**WORK TO BE COMPLETED**
Output every line of the entries below as a numbered list, omitting any blank lines.

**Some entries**
┄┄┄┄┄┄┄┄┄┄

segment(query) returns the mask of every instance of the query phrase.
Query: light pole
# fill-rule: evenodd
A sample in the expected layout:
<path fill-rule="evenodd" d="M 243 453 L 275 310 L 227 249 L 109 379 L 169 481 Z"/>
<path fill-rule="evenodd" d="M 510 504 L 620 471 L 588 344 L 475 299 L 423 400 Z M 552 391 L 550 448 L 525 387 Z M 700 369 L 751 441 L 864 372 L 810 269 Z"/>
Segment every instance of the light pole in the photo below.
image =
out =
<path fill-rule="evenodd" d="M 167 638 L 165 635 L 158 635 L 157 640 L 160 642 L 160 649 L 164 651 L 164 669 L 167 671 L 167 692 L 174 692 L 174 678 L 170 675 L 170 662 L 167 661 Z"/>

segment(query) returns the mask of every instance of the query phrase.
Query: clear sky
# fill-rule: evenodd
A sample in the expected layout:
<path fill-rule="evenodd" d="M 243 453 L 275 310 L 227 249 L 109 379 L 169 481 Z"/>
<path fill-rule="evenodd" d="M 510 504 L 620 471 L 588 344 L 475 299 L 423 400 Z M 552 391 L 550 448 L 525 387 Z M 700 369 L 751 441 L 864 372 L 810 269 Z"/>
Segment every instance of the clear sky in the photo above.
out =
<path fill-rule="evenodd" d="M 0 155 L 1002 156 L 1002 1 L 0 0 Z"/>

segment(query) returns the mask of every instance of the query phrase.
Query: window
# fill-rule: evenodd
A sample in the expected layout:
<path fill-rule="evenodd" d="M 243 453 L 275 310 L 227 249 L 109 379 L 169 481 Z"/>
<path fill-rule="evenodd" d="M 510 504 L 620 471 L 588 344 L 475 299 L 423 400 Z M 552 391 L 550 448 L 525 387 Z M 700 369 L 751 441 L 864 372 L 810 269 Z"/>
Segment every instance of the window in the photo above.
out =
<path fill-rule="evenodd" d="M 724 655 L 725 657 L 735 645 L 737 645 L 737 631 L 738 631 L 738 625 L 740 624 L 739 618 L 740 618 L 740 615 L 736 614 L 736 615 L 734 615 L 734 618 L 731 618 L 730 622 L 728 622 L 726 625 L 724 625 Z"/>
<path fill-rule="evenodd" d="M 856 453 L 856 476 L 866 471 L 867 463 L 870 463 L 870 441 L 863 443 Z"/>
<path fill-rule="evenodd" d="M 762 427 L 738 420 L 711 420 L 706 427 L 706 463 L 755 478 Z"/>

┄┄┄┄┄┄┄┄┄┄

**WORKED ANSWER**
1. segment(query) returns the mask of every instance of the query phrase.
2. Query: light pole
3. # fill-rule: evenodd
4. A sample in the expected layout:
5. <path fill-rule="evenodd" d="M 243 453 L 275 310 L 227 249 L 109 379 L 169 481 Z"/>
6. <path fill-rule="evenodd" d="M 510 504 L 620 471 L 588 344 L 475 299 L 423 400 Z M 552 391 L 550 448 L 525 387 Z M 700 369 L 751 441 L 864 372 L 810 269 Z"/>
7. Segment every instance of the light pole in the photo below.
8. image =
9. out =
10. <path fill-rule="evenodd" d="M 167 638 L 165 635 L 158 635 L 157 640 L 160 642 L 160 649 L 164 651 L 164 669 L 167 671 L 167 692 L 174 692 L 174 678 L 170 675 L 170 662 L 167 661 Z"/>
11. segment(query) returns the mask of every instance of the query phrase.
12. Query: clear sky
13. # fill-rule: evenodd
14. A sample in the expected layout:
15. <path fill-rule="evenodd" d="M 243 453 L 275 310 L 227 249 L 109 379 L 169 481 Z"/>
16. <path fill-rule="evenodd" d="M 510 504 L 620 471 L 588 344 L 475 299 L 423 400 Z M 552 391 L 550 448 L 525 387 Z M 700 369 L 751 441 L 864 372 L 810 269 Z"/>
17. Segment every instance of the clear sky in the photo above.
18. out =
19. <path fill-rule="evenodd" d="M 0 155 L 1002 156 L 1002 1 L 0 0 Z"/>
20. segment(query) returns the mask of every instance of the query phrase.
21. Query: window
22. # fill-rule: evenodd
23. A sample in the expected layout:
24. <path fill-rule="evenodd" d="M 243 453 L 275 310 L 227 249 L 109 379 L 169 481 Z"/>
25. <path fill-rule="evenodd" d="M 510 504 L 620 471 L 588 344 L 475 299 L 423 400 Z M 552 391 L 550 448 L 525 387 Z M 700 369 L 751 441 L 864 372 L 810 269 Z"/>
26. Segment every instance of the window in the photo above.
27. out =
28. <path fill-rule="evenodd" d="M 724 655 L 725 657 L 735 645 L 737 645 L 737 631 L 738 631 L 738 625 L 740 624 L 739 618 L 740 618 L 740 615 L 736 614 L 736 615 L 734 615 L 734 618 L 731 618 L 730 622 L 728 622 L 726 625 L 724 625 Z"/>
29. <path fill-rule="evenodd" d="M 856 453 L 856 476 L 866 471 L 867 463 L 870 463 L 870 441 L 863 443 Z"/>
30. <path fill-rule="evenodd" d="M 762 427 L 738 420 L 711 420 L 706 427 L 706 463 L 755 478 Z"/>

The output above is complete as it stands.